EXERCISE GOAL —
Copy the listing below word for word, leaving out the pictures.
↓
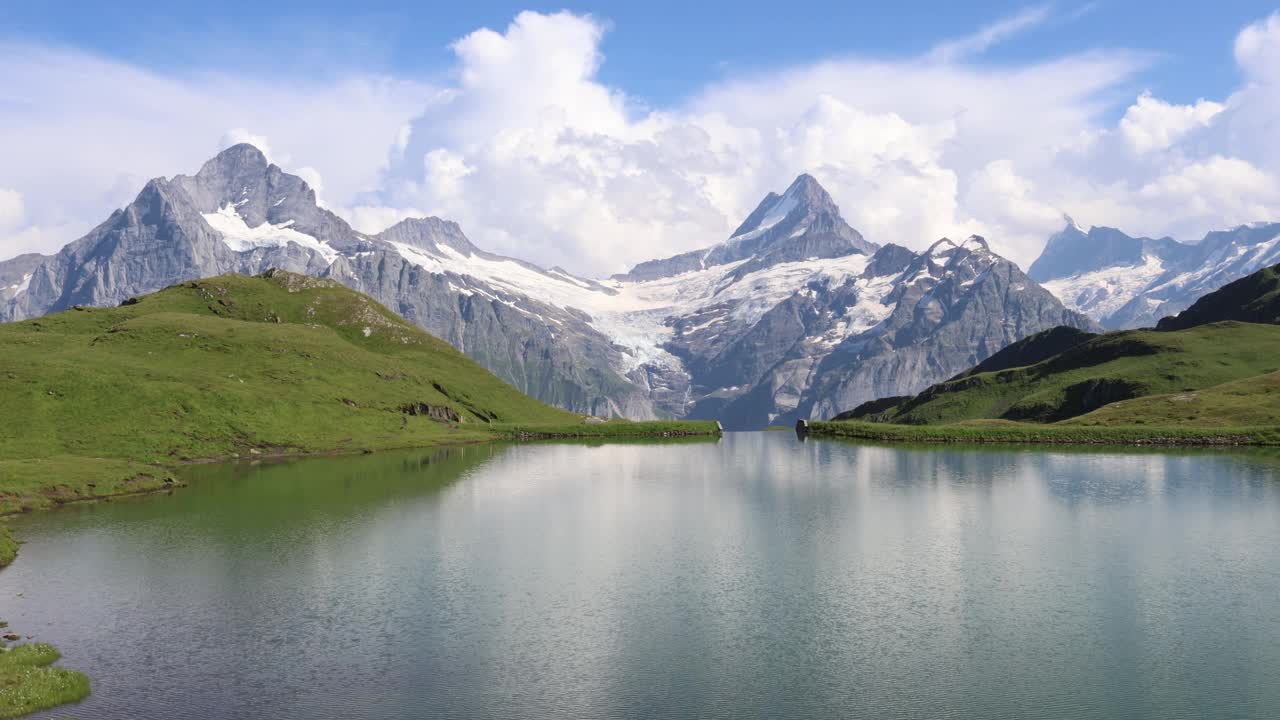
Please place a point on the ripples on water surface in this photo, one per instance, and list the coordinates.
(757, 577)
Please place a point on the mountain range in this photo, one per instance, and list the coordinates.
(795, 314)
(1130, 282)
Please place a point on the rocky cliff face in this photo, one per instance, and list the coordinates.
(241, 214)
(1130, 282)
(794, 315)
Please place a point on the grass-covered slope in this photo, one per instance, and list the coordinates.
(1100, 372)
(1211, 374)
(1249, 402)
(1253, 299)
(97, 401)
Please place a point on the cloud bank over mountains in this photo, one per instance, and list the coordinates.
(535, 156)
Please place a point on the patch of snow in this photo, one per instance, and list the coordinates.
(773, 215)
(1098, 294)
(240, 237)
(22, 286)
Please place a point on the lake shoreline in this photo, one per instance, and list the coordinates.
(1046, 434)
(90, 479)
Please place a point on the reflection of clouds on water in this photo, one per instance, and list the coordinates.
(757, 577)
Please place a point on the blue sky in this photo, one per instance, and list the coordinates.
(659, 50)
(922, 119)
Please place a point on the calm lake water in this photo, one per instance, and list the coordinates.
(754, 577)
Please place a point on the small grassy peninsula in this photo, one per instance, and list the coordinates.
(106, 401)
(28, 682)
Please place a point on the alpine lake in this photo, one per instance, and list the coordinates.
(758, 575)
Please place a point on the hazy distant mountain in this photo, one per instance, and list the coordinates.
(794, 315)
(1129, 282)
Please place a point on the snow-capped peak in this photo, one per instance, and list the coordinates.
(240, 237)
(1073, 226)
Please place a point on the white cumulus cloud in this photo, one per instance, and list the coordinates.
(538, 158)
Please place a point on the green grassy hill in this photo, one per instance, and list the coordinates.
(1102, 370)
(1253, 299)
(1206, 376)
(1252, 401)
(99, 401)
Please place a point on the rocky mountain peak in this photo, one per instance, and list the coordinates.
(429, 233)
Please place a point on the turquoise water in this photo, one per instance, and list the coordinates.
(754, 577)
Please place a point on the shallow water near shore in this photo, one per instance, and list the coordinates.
↑
ANSWER —
Please place a point on the ripples on water surface in this photo, one per instance, and list the coordinates.
(757, 577)
Please place a point on the mountain range in this photo, one per instance, and list the coordinates.
(795, 314)
(1130, 282)
Please place a point on the rocky cliff face in this photo, one per instance, and list the coordinates.
(241, 214)
(1130, 282)
(794, 315)
Please place a point on the grass-covered slope in this photo, one per instance, and list the coordinates.
(1100, 372)
(1211, 374)
(1249, 402)
(1253, 299)
(97, 401)
Please place a point on the cloud bank over mountains in this photo, one per instance, and list the coordinates.
(535, 156)
Please place a point on the patch of snow in this photo, one per instance, and list the coordinates.
(773, 215)
(1098, 294)
(240, 237)
(22, 286)
Please place a point on the lake shoreline in this photo, one per instance, and list the coordinates.
(1046, 434)
(90, 479)
Please place a point on the reflection of clouds on water in this photo, one per instance, and list the coordinates.
(757, 577)
Please place a point on the blue sky in this photo, one per instance, and list the coordinates.
(659, 50)
(922, 119)
Please place a point on the calm lake water in this photo, one per instance, and list the coordinates.
(754, 577)
Please place a point on the small grassy peninsula in this photo, one per instance, and list the coordinates.
(106, 401)
(28, 682)
Please place a point on the alpine lake in this photo, one per instance, and list the coordinates.
(758, 575)
Please place a point on the hazy distant mountain in this photo, one per instance, and list the coordinates.
(794, 315)
(1129, 282)
Please place a point on the snow-capped peak in this photo, one per instance, and list the coordinates.
(240, 237)
(1073, 226)
Please place a point on the white cumulus cloud in this photo, one per instance, and list the coordinates.
(538, 158)
Please place a point on the green grassy hill in this photo, one per instance, and list the coordinates.
(1102, 370)
(1253, 299)
(1206, 376)
(1252, 401)
(99, 401)
Please place a point on the rocky mountain peak in this photo, one per instance, and list the coordinates.
(429, 233)
Please place a point on the turquoise water in this photo, one per instance, and list the coordinates.
(754, 577)
Please place a point on the shallow water near shore in this photo, one per instance, and list the coordinates.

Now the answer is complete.